→ Selected text

All terms contributing to the term SIF score may ensure that a multi-term phrase has a higher SIF score than merely that of the most significant component token. Decaying may ensure that a few tokens of low or medium significance will not have a higher SIF score than a single word of high significance. By combining the embeddings of all the tokens and sub-terms of a given phrase, weighted according their respective SIF scores, a final phrase embedding may be a robust and accurate semantic representation of the given phrase. An example embedding using weights such as SIF scores is, for the phrase “T1 T2 T3”, where EX is an embedding associated with a token or word TX, and WX is the weight associated with that token or word TX:
Example embedding for phrase “T1 T2 T3”=E1*W1+E2*W2+E3*W3
FIG. 4 is a flowchart of a method according to embodiments of the present invention. While in one embodiment the operations of FIG. 4 are carried out using systems and data flows as shown in FIGS. 1-3, in other embodiments other systems and equipment can be used.
In operation 400, input may be received and processed to produce a corpus of texts or lexicon. In the call center context, this may include calls or interactions taking place, being converted to text, and stored. In other contexts a corpus may be gathered in other ways.
In operations 410-416, training samples may be generated at various resolutions or levels. In one embodiment, in operation 410, pre-processing may take place. For example, before training samples are created, different (e.g. alternating) speaker turns may be identified and the text divided or grouped into speaker turns; and structured phrases may be created. Each structured phrase may include a set of typically pre-defined slots, each slot associated with a part-of-speech, where each slot has added to it or included in it the word(s), token(s) or phrase from the input text.
In operation 412, phrase level or resolution input samples may be created, for example as described herein, for example based on structured phrases created in operation 410, and derivations or modifications of structured phrases.
In operation 414, turn level or resolution input samples may be created, for example as described herein, for example based on structured phrases created in operation 410, and derivations or modifications of structured phrases. For example, turn input sample may include text taken only from a single turn within a source text and may be formed by removing structure from structured phrases. In one embodiment, turn level resolution may differ from phrase resolution and each sample may include input from a single turn within the text.

→ Dataset extract
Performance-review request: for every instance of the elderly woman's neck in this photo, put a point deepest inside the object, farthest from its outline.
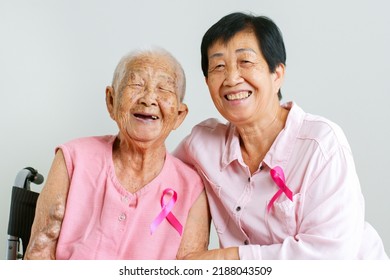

→ Directions
- A) Using the phrase-embedding text, answer each question in a short phrase:
(i) According to the text, what does decaying ensure about tokens of low or medium significance?
(ii) What may be produced in operation 400 from the received and processed input?
(iii) In operation 414, from how much of the source text may a turn input sample take its text?
- B) Carry the phrase-embedding text forward from its final sentence.

→ The answers
- A)
(i) They will not have a higher SIF score than a single word of high significance.
(ii) A corpus of texts or lexicon.
(iii) Only a single turn within the source text.

- B)
In operation 416, call level or resolution input samples may be created, for example as described herein, for example based on structured phrases created in operation 410, and derivations or modifications of structured phrases. For example, call input samples from an input text may be created such that each call input sample includes input from more than one turn within the text, e.g. text across multiple turns may be the source for a call input sample. Call level resolution may differ from phrase and turn resolution.
In other embodiments of use cases, different resolutions other than phrase, turn and call may be used.
In operation 420, once all the training samples have been generated, at all the various resolutions, they may be input during a training phase to train a model. In other embodiments, training may commence before all samples are generated. In some embodiments, training samples at the turn and call level resolution may be input to an embedding model using a sliding window. Before training pre-processing may occur, e.g. duplicate training samples may be removed.
In operation 430, a look-up table may be created from a trained model. In one embodiment all single tokens and multi-word terms used during training may be entries in, and keys in, the look-up table.
In operation 440, as part of an inference to find a word embedding, an input text (e.g. a newly seen call or conversation) may be processed. For example, an input text may be processed to produce structured phrases, or in other embodiments one or more sub-terms, each sub-term including one or more words. Other processing may be performed, and in some use cases no pre-processing of an input text need be used.
In operation 450, the results of operation 440, e.g. structured phrases, or each sub-term, may be applied to an embedding model (e.g. input to a look-up table) to produce for the input an associated embedding. In some embodiments, for a phrase occurring within the input text, the embedding is based on a weighted combination of the sub-terms within the phrase, each weight being based on an inverse document frequency measure for the sub-term associated with the weight.
In operation 460, the embedding may be used to produce output, for example to produce a topic or subject for the input text e.g., based on, and displayed to a user. Embodiments may find use in intelligent text analytics technologies such as key-phrase extraction, topic modeling, semantic search, text or call summarization (e.g. to extract user or agent notes), and automated FAQs or chat-bots. Embodiments may find use in semantic search of text or calls by phrase, where input phrases are expanded semantically (e.g. searching for ‘cancel account’ to return calls or call-snippets containing ‘terminate service’, ‘suspend subscription’ etc.), which could also be used in real-time to assist agents searching for similar problems. Embodiments may be used in auto-categorization and auto-discovery technologies, which extract keyphrases from for example a customer's automatic speech recognition (ASR) transcripts and clusters them into topical or semantic groups using embeddings: thus a new document may, via its being converted to phrases and then the use of clustering, have topics generated for it. A new input sentence or phrase may have an embedding created, compared to document topics, and thus used for searching documents.
The operations of FIG. 4 are examples only, and different operations may occur in different embodiments.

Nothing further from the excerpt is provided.